Manfaat untuk Peternak
- Biaya pakan lebih murah
Karena bisa memanfaatkan bahan lokal atau limbah pertanian, peternak tidak harus selalu membeli pakan berbasis jagung atau kedelai yang mahal. - Produktivitas ternak meningkat
Dengan gizi yang lebih mudah diserap, hewan tumbuh lebih cepat, lebih sehat, dan hasil produksinya (daging, susu, telur) lebih baik. - Mengurangi dampak lingkungan
Fermentasi membantu mengurangi emisi gas rumah kaca dari kotoran ternak, sekaligus memanfaatkan limbah pertanian yang biasanya terbuang sia-sia. - Ketahanan pangan terjaga
Karena manusia dan hewan tidak lagi berebut biji-bijian, stok pangan untuk manusia bisa lebih aman.
Contoh Aplikasi di Lapangan
- Limbah perkebunan sawit seperti bungkil inti sawit bisa difermentasi untuk dijadikan pakan sapi.
- Ampas singkong yang tadinya rendah gizi bisa diubah menjadi sumber energi ternak unggas.
- Jerami padi yang biasanya hanya dibakar dapat diolah menjadi pakan bernutrisi tinggi untuk sapi perah.
Dengan teknologi fermentasi sinergis, bahan-bahan sederhana ini berubah menjadi pakan bernilai tinggi.
Tantangan yang Masih Ada
Tentu saja, inovasi ini belum sepenuhnya tanpa kendala. Beberapa tantangan yang masih dihadapi antara lain:
- Biaya awal untuk menyiapkan fasilitas fermentasi.

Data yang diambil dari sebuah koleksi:
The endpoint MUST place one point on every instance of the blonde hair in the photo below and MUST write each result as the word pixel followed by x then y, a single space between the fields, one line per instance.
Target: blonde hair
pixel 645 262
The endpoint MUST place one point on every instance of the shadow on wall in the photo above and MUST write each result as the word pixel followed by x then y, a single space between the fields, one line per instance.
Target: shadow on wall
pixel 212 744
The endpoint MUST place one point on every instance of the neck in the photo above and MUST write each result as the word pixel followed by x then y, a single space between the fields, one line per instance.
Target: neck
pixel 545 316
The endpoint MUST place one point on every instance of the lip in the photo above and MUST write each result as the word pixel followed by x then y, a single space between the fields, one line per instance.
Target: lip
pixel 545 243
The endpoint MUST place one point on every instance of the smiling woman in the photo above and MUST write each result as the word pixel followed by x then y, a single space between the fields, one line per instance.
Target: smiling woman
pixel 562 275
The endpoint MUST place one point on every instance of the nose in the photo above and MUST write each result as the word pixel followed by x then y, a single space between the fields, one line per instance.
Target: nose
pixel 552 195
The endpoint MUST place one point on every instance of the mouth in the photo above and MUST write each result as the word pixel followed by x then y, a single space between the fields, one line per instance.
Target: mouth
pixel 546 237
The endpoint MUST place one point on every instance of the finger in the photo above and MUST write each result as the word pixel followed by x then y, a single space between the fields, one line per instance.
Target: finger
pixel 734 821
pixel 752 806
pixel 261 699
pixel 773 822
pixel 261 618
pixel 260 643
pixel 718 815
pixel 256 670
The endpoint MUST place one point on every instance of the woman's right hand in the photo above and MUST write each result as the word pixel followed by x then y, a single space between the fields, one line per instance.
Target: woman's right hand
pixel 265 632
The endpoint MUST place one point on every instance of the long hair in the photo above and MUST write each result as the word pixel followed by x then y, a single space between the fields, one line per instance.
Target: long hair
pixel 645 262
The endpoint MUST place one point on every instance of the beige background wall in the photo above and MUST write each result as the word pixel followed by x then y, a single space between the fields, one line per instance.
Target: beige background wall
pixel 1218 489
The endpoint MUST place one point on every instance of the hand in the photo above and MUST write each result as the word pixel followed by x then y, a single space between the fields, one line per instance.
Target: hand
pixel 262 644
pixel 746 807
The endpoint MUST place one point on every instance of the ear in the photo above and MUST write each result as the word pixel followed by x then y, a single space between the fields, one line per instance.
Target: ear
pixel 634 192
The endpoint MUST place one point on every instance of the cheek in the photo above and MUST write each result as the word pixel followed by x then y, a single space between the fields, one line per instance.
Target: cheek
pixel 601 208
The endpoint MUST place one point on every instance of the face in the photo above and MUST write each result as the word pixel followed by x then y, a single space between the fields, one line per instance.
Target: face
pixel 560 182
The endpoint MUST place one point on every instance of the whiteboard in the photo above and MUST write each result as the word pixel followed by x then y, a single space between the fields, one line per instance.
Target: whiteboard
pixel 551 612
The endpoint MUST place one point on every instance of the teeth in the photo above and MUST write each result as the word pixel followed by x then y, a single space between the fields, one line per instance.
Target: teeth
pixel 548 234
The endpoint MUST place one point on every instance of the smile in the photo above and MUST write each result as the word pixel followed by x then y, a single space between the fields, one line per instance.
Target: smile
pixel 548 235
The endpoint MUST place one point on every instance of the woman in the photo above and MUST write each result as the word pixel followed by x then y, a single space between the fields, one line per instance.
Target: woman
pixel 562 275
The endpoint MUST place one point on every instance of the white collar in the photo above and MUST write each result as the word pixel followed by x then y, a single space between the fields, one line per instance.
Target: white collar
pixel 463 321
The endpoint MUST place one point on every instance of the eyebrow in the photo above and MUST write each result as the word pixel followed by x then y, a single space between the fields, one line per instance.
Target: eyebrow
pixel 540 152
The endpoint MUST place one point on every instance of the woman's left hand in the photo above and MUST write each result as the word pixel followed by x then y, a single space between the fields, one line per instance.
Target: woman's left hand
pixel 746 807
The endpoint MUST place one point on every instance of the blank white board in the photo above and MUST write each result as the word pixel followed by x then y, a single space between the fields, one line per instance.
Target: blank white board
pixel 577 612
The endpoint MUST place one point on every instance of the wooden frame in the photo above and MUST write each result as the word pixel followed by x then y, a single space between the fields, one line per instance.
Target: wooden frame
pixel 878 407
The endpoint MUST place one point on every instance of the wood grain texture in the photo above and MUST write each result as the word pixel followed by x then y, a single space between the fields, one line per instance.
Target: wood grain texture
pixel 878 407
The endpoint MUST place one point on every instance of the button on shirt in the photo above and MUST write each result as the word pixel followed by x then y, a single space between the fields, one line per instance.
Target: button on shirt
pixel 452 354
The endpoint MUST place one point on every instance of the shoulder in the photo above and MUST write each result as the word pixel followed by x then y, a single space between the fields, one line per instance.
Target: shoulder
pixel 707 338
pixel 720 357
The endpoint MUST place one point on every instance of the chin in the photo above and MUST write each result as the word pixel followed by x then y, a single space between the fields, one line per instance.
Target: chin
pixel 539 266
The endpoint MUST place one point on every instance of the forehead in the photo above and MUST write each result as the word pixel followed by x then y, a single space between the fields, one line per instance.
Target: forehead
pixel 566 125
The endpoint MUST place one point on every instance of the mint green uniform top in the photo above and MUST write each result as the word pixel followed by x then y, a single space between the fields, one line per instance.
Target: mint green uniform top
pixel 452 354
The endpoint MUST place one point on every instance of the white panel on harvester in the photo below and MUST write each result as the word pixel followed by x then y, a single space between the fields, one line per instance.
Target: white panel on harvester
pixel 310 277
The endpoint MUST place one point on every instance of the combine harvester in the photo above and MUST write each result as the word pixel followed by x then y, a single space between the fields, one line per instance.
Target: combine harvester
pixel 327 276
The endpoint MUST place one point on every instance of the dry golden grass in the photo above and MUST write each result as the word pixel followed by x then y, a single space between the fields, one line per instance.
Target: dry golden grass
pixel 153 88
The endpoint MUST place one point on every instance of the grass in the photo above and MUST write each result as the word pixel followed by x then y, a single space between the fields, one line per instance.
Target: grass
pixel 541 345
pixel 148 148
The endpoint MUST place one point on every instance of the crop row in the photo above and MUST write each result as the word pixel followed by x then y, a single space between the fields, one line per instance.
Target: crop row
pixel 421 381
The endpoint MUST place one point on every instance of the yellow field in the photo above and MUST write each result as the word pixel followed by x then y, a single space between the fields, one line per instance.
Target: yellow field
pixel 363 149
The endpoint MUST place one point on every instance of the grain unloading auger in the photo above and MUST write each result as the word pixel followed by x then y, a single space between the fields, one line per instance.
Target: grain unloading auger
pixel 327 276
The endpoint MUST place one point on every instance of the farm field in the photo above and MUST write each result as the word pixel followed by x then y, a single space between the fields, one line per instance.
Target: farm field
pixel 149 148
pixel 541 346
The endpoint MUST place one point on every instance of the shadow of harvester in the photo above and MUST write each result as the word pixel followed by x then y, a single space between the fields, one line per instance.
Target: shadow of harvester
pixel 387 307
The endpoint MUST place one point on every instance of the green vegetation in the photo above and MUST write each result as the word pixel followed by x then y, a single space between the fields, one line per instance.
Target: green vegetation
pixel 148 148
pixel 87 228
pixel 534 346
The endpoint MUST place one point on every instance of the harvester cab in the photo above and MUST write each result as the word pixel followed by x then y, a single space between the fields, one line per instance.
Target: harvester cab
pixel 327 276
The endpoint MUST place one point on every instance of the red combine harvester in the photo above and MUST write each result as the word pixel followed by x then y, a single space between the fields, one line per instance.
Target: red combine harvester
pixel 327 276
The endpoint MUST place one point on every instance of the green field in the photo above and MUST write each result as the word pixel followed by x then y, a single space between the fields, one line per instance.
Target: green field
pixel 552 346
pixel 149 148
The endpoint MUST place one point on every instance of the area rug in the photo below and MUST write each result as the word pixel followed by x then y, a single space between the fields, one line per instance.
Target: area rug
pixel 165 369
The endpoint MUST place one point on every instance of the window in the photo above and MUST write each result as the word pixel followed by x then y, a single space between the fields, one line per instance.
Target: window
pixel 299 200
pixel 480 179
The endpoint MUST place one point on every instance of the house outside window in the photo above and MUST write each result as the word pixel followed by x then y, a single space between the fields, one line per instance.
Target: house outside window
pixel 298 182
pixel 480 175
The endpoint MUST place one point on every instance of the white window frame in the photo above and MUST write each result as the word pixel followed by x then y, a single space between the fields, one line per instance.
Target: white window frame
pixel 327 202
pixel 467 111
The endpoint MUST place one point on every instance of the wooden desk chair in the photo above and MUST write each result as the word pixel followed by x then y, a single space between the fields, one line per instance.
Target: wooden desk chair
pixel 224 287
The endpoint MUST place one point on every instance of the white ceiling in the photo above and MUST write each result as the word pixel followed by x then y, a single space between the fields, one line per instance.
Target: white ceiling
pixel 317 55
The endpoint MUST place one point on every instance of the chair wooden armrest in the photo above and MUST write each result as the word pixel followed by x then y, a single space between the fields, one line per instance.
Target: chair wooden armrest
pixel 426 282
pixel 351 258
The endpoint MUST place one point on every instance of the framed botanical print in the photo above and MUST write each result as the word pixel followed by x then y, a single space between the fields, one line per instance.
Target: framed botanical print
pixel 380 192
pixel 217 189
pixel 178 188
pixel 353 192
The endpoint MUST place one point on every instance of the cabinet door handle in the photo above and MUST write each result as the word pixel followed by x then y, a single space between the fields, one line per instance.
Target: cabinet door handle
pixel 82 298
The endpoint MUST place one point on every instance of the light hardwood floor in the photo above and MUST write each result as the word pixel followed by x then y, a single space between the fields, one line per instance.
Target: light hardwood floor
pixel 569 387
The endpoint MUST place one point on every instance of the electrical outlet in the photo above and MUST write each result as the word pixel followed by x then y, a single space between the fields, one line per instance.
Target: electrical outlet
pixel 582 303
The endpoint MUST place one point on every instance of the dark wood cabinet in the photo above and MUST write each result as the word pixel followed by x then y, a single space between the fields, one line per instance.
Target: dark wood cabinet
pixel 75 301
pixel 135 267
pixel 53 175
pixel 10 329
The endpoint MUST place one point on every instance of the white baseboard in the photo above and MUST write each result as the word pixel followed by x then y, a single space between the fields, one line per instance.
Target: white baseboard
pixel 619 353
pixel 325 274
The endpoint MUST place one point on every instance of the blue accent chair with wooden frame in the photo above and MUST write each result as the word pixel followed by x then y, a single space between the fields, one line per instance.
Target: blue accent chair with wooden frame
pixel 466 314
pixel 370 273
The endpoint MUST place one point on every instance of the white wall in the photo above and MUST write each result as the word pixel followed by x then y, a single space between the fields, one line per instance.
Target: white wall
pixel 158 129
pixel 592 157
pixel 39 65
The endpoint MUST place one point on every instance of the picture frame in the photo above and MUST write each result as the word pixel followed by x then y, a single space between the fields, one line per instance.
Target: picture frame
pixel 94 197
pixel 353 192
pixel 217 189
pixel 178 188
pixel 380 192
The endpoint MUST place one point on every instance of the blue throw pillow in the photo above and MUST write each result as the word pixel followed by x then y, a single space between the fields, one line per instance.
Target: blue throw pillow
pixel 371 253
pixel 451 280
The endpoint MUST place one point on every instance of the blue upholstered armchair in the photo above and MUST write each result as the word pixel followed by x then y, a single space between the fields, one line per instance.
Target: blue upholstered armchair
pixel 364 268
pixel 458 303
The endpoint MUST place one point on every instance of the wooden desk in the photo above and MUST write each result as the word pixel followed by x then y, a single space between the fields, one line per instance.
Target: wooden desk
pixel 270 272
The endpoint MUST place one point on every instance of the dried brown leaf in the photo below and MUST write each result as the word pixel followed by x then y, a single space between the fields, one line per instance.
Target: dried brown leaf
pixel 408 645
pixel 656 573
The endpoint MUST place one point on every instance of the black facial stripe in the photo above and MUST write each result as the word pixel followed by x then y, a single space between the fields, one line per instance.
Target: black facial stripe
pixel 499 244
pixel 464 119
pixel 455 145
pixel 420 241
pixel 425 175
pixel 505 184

__SOAL LATIHAN__:
a: Dalam teks bacaan tentang manfaat pakan fermentasi, ampas singkong dapat diubah menjadi apa?
b: Susunlah baris-baris data sebagai daftar bernomor, mulai dari baris data yang memuat "desk chair in" dan terus sampai baris data yang memuat "pixel 224 287", kedua baris itu ikut dimasukkan dan baris kosong dilewati.
Teks bacaan dan baris-baris data di atas diambil dari sumber yang berbeda.

__KUNCI JAWABAN__:
a: Sumber energi ternak unggas.

b:
1. The endpoint MUST place one point on every instance of the wooden desk chair in the photo above and MUST write each result as the word pixel followed by x then y, a single space between the fields, one line per instance.
2. Target: wooden desk chair
3. pixel 224 287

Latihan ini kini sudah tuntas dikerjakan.